▸ Description of the task: Could you print the stretch of lines below from the one with "Could you identify the bird's claw" through the one with "Could you identify the metal chain", exactly as they stand and without any pictures?

▸ Information shown:

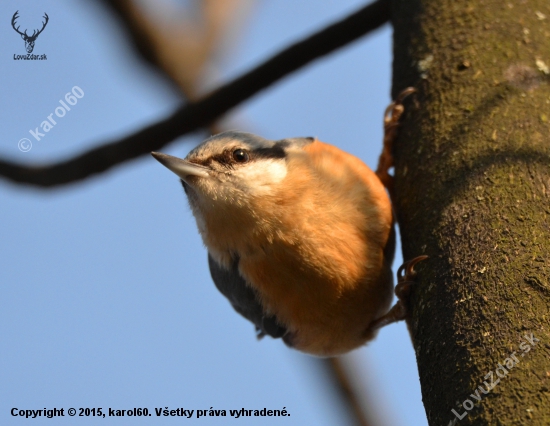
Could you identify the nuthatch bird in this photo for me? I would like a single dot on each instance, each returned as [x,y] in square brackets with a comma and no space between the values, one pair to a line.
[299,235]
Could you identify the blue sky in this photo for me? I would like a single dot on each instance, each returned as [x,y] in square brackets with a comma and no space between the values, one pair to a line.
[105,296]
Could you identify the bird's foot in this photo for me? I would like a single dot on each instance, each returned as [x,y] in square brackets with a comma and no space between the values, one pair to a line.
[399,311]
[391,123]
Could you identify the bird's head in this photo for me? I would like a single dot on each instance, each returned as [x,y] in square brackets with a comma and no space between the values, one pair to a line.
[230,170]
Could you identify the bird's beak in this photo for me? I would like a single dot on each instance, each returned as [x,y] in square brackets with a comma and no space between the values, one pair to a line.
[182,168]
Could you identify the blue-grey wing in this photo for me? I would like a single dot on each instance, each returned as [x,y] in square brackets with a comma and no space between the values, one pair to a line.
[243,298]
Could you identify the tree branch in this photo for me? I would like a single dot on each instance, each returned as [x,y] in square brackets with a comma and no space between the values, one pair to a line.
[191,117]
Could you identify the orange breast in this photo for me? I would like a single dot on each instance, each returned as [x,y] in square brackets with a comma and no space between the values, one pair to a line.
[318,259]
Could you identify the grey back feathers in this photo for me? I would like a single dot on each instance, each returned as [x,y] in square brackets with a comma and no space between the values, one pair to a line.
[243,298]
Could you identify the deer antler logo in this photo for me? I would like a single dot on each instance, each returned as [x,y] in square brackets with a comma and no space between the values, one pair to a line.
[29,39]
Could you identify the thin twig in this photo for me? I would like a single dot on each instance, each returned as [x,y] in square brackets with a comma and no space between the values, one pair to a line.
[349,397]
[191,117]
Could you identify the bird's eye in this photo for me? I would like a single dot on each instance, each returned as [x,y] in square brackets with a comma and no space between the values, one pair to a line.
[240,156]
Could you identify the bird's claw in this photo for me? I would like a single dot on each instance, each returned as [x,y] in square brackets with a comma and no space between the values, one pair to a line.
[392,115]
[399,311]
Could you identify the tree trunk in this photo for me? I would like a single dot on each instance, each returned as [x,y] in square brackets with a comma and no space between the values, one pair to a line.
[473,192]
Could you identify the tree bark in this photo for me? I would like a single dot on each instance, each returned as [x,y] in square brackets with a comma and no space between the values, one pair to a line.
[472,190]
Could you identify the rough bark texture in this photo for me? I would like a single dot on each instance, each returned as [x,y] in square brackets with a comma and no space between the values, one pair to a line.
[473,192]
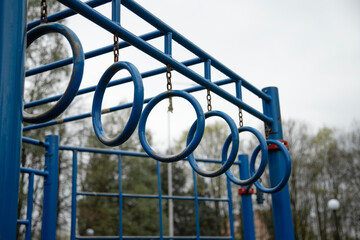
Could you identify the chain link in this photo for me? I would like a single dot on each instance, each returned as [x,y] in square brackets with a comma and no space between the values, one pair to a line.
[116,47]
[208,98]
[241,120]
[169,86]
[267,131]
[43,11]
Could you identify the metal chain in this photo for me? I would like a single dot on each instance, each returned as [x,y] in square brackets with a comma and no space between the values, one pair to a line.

* * *

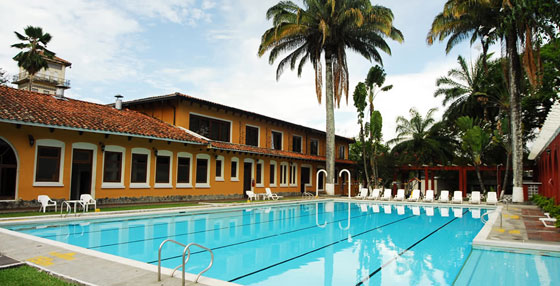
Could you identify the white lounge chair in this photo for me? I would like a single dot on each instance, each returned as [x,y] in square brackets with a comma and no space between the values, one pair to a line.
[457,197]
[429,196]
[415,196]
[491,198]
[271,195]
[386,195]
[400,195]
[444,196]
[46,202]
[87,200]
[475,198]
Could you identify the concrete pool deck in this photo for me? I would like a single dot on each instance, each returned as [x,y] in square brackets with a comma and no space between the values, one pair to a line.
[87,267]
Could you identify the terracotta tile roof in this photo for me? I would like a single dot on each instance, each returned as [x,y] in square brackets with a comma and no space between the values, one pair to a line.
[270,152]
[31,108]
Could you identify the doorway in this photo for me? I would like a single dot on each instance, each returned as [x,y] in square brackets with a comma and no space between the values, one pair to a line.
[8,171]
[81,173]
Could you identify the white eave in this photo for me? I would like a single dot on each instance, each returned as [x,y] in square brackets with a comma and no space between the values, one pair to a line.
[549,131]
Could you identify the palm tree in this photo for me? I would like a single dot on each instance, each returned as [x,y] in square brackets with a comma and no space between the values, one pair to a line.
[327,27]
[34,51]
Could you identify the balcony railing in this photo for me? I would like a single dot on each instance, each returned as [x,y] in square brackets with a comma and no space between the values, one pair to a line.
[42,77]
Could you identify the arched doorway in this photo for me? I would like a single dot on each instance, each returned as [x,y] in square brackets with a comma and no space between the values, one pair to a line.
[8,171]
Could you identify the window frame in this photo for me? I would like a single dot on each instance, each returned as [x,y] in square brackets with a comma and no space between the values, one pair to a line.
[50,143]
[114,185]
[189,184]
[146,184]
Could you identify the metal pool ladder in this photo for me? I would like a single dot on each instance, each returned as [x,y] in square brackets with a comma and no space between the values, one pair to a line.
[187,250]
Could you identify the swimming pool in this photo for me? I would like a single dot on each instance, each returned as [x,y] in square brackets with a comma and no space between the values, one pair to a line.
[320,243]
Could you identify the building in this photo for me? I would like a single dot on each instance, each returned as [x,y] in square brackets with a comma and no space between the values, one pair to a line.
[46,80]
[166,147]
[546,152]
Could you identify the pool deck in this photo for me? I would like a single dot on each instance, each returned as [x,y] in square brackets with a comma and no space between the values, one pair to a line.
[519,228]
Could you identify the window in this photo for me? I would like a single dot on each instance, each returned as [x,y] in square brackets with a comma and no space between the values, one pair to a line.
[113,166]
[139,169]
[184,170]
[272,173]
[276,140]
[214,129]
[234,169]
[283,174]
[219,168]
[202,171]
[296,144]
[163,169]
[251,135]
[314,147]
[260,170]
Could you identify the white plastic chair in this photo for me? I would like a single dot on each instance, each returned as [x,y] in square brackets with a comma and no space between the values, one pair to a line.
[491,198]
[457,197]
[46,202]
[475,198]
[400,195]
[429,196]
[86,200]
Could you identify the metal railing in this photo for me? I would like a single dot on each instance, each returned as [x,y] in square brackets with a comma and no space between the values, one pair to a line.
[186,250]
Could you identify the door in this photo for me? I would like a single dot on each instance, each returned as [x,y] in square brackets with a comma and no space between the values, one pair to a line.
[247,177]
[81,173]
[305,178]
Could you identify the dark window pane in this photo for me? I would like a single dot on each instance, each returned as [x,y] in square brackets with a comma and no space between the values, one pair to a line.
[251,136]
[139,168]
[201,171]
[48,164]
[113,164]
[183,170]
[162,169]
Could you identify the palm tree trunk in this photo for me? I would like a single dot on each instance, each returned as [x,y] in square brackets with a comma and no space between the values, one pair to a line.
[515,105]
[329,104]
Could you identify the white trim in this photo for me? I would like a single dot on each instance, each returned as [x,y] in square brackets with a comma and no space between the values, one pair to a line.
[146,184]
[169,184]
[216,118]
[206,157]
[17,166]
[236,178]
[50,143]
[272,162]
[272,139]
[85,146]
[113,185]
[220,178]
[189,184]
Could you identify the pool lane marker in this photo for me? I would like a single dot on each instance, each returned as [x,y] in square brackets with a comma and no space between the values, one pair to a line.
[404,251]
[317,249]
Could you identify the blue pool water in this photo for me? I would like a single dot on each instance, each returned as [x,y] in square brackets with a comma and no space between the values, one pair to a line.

▸ Exercise output:
Could you identify the bird's claw in this photo for me? I would like a single dot on each instance, each returned as [x,y] in square brackets with a comma and no space between the values, one pair to a line.
[392,115]
[399,311]
Could you identify the tree trunk in this photo for me? I would like a single dot on each instance, each returned as [x,y] in square brackets with a comma and no space between the values, one pair to a line.
[473,192]
Could you identify the tree bark in this photo for me? I would like a single dot on each instance, each returned as [x,y] in square brackets with a comma and no space between the values, one pair to a line.
[472,190]
Could you identify the rough bark texture in this photo for me? I would like a single dot on each instance, each returned as [x,y] in square brackets with a comma and no space between the values, one pair to a line.
[473,192]
Could you identify the chain link in this photo for me? I would like a single dot on each instance, each returned as [x,y] in square brackets with a comma and no space between the values, one pair to a line.
[116,47]
[208,98]
[241,120]
[169,86]
[267,131]
[43,11]
Could you identify the metal chain in this photo for me? I would like a single dot on each instance, each returned as [x,y] in square brackets with a comma and no space between the values, one pair to a line.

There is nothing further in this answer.